• **What is needed**
Convert the lines of the records below into a numbered list, leaving out blank lines and any pictures.

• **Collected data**
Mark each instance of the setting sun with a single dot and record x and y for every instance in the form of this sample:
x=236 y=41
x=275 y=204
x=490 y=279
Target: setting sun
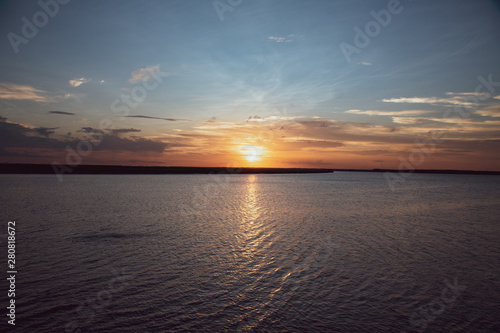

• **Task result**
1. Mark each instance of the setting sun with a single dot and record x and y for every instance in the form of this sample:
2. x=236 y=41
3. x=275 y=204
4. x=490 y=279
5. Target: setting sun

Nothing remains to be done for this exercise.